* Exercise materials:
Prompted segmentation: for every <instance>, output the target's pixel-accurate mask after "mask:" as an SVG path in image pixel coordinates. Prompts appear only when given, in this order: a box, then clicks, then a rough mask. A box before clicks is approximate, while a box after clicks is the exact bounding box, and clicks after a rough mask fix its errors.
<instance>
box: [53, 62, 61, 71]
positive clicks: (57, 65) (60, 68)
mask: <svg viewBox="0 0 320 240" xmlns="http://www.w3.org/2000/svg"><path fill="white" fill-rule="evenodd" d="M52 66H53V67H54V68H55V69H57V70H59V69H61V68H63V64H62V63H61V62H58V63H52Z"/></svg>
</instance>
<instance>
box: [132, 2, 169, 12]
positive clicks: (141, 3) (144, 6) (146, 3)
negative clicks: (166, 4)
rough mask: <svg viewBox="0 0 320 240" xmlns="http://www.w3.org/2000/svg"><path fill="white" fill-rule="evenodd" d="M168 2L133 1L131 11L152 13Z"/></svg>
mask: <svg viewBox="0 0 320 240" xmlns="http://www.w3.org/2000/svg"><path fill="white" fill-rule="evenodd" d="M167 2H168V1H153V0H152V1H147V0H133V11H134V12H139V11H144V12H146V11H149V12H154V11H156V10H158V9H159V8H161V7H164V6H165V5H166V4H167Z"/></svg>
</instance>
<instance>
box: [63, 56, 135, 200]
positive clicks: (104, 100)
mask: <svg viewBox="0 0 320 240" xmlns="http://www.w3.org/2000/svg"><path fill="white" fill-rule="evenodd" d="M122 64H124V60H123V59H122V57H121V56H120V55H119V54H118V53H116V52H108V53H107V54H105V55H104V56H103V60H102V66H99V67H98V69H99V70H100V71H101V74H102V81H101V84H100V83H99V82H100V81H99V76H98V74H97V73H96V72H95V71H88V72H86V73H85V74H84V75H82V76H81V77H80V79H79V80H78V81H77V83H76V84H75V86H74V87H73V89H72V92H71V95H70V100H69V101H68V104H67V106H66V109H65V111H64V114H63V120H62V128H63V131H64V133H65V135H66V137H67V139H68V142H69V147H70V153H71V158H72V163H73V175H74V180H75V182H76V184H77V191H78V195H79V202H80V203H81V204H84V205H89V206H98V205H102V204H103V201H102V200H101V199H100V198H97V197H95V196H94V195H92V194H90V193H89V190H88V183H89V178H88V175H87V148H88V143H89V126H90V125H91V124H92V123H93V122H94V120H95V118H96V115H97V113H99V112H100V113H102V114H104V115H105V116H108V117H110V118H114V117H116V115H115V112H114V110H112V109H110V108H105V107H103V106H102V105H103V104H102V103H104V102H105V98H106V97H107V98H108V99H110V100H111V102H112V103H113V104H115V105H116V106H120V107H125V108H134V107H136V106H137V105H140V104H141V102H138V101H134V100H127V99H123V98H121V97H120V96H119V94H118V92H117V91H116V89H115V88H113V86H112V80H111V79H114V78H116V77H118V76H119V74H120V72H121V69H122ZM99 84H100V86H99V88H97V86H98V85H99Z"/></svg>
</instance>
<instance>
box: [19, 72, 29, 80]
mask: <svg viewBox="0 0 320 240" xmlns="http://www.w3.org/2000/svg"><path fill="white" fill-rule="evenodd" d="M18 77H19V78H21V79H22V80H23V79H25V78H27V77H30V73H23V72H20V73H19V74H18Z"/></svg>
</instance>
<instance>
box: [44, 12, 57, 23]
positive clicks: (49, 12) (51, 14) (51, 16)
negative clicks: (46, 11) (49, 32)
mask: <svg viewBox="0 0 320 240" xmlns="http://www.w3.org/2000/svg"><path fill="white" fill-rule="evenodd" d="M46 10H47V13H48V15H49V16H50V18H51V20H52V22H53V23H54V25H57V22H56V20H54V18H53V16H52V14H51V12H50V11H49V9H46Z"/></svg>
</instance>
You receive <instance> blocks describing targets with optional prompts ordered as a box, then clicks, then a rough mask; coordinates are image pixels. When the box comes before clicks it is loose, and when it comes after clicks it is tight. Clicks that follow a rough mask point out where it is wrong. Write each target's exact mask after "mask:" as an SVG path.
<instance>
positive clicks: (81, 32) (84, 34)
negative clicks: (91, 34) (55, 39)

* Aim of the task: Return, word for word, every line from the top of the entries down to the line that holds "box: [63, 56, 135, 200]", both included.

* Exercise output:
Prompted segmentation: for every <instance>, output the target's pixel-accurate mask after "mask:" as an SVG path in image pixel coordinates. Prompts appear only when given, in this order: a box, then clicks, then a rough mask. A box before clicks is approximate, while a box after clicks is the exact bounding box, and clicks after a rough mask fix its errors.
<instance>
box: [53, 62, 61, 71]
positive clicks: (57, 65) (60, 68)
mask: <svg viewBox="0 0 320 240" xmlns="http://www.w3.org/2000/svg"><path fill="white" fill-rule="evenodd" d="M52 66H53V67H54V68H55V69H57V70H59V69H61V68H63V64H62V63H61V62H58V63H52Z"/></svg>
</instance>
<instance>
box: [132, 2, 169, 12]
positive clicks: (141, 3) (144, 6) (146, 3)
negative clicks: (166, 4)
rough mask: <svg viewBox="0 0 320 240" xmlns="http://www.w3.org/2000/svg"><path fill="white" fill-rule="evenodd" d="M168 2L133 1L131 11L152 13Z"/></svg>
mask: <svg viewBox="0 0 320 240" xmlns="http://www.w3.org/2000/svg"><path fill="white" fill-rule="evenodd" d="M167 2H168V1H153V0H152V1H147V0H133V11H134V12H139V11H144V12H146V11H149V12H154V11H156V10H158V9H159V8H161V7H164V6H165V5H166V4H167Z"/></svg>
</instance>
<instance>
box: [63, 56, 135, 200]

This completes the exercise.